**Compito 1**: Elenca tutte le voci del menu di navigazione che compaiono nel brano su Mario Botta.

**Brano scelto**:
▬▬▬

Alessio Varisco

L'idea del sacro in Mario Botta

 

Home |  Biografia |  Indice |  Mostre |  Bibliografia |  Links |  Credits |  contatti

chiesa di San Pietro Apostolo di Sartirana di Merate (Lc)
opera dell'architetto ticinese Mario Botta
 

Oggi si riapre, dopo tre anni, lo splendido scenario della Scala di Milano.

Il Martirologio celebra Sant’Ambrogio Vescovo di Milano. Per noi milanesi è una festa particolare, cui fa eco -oltre alla celebrazione dell’Arcivescovo nella Chiesa costruita dal Padre del Culto Ambrosiano- la serata mondana scaligera. La riapertura, preceduta quest’anno dalla visita del Capo di Stato, è attesa anche per gli imponenti lavori di ripristino ed ampliamento con un nuovo edificio, molto visibile e di forte “impatto/stacco” rispetto il disegno originario della facciata voluto dal Piermarini. Grande attesa anche per la presentazione delle musiche scelte dal Maestro d’Orchestra, quest’anno molto “patriottiche”. Infine trepidante attesa anche dei flash dei fotografi per gli scatti di routine ai politici locali: il Sindaco di Milano, il Presidente della Provincia di Milano e della Regione Lombardia.

L’architetto dell’edificio atteso e criticato, discusso ma sempre impiegato per grandiosi progetti (si pensi alla poliedricità dell’artista che passa dalla progettazione del Casinò di Campione d’Italia, alla ideazione di una cattedrale, alla Scala), è Mario Botta: nato a Lugano, in Svizzera nel Canton Ticino, elvetico di nascita, cosmopolita per vocazione.

▬▬▬

**Compito 2**: Trascrivi tutti i record qui sotto riga per riga, senza alcuna modifica, omettendo le immagini.

▬▬▬

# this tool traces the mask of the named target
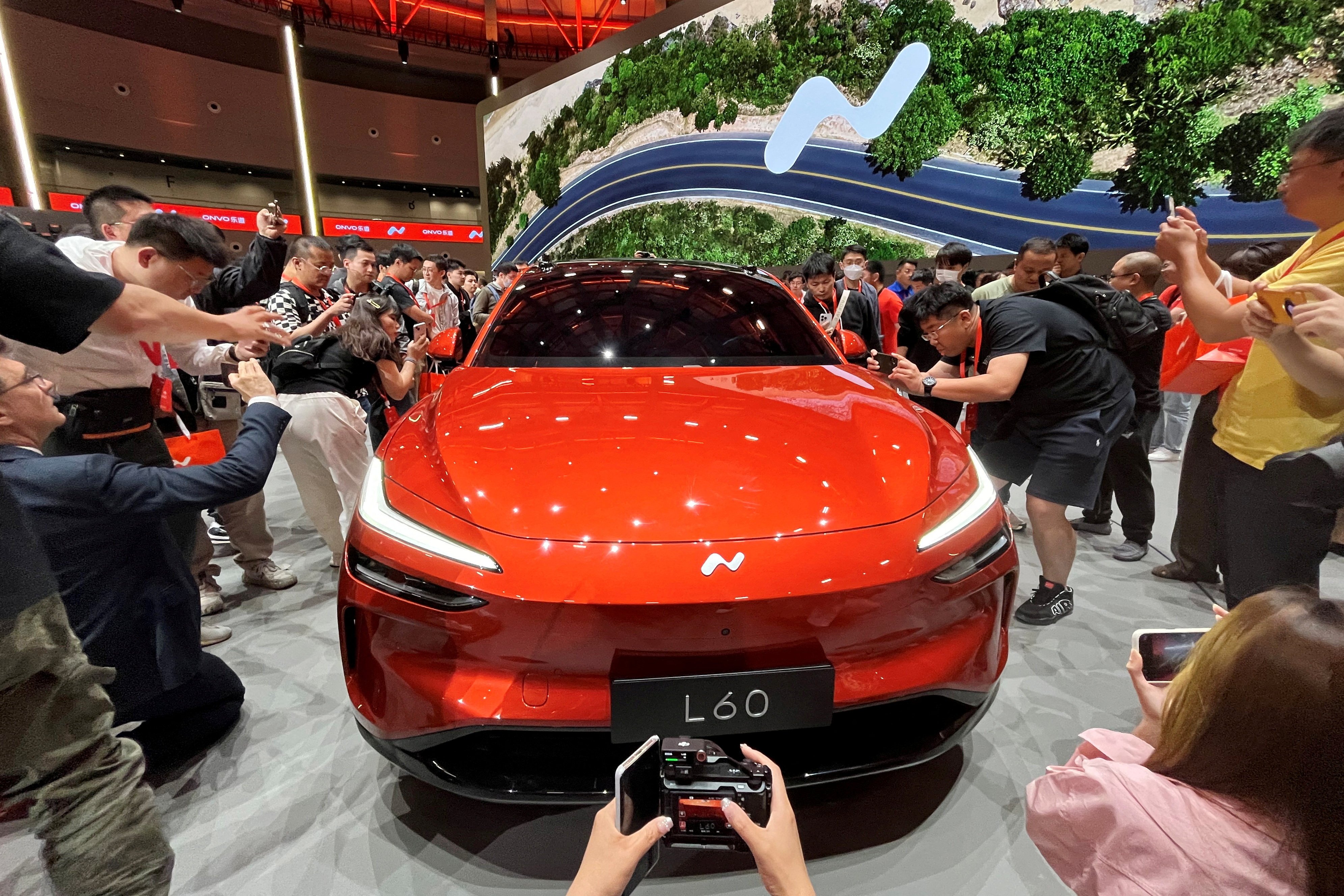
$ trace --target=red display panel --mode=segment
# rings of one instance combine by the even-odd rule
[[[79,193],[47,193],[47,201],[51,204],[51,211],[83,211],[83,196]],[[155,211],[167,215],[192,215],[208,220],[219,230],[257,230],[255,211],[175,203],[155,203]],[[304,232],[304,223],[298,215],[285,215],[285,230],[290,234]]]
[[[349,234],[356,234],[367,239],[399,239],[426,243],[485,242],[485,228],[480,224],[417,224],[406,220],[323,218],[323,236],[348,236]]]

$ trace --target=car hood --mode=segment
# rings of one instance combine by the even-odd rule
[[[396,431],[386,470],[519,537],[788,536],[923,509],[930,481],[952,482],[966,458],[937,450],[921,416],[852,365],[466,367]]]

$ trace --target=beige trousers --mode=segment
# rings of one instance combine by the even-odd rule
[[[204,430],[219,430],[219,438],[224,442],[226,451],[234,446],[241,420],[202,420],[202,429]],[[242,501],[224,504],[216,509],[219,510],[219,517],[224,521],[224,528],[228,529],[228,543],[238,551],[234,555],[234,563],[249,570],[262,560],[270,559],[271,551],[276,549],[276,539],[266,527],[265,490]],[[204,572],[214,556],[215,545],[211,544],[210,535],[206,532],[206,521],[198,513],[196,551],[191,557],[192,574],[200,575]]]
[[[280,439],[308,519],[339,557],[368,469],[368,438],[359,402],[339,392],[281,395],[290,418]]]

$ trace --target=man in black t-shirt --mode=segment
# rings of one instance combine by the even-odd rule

▬▬▬

**Risposta definitiva 1**: Home, Biografia, Indice, Mostre, Bibliografia, Links, Credits, contatti

**Risposta definitiva 2**:
# this tool traces the mask of the named target
$ trace --target=red display panel --mode=segment
# rings of one instance combine by the even-odd rule
[[[79,193],[47,193],[47,201],[51,204],[51,211],[83,211],[83,196]],[[155,211],[167,215],[192,215],[208,220],[219,230],[257,230],[255,211],[175,203],[155,203]],[[304,232],[304,223],[298,215],[285,215],[285,230],[290,234]]]
[[[349,234],[356,234],[367,239],[399,239],[426,243],[485,242],[485,228],[480,224],[417,224],[406,220],[323,218],[323,236],[348,236]]]

$ trace --target=car hood --mode=segment
# rings of one instance combine by the even-odd rule
[[[396,431],[386,470],[519,537],[788,536],[923,509],[930,481],[952,482],[966,458],[937,450],[921,416],[852,365],[466,367]]]

$ trace --target=beige trousers --mode=segment
# rings of one instance combine by the even-odd rule
[[[204,430],[219,430],[219,438],[224,442],[226,451],[234,446],[241,420],[202,420],[202,429]],[[242,501],[224,504],[216,509],[219,510],[219,517],[224,521],[224,528],[228,529],[228,543],[238,551],[234,555],[234,563],[249,570],[262,560],[270,559],[271,551],[276,549],[276,539],[266,527],[265,490]],[[204,572],[214,556],[215,545],[211,544],[210,535],[206,532],[206,521],[198,513],[196,551],[191,557],[192,574],[200,575]]]
[[[280,439],[308,519],[339,557],[368,469],[368,438],[359,402],[339,392],[281,395],[290,418]]]

$ trace --target=man in black t-shirt --mode=segment
# rings of one instance combine by the even-odd rule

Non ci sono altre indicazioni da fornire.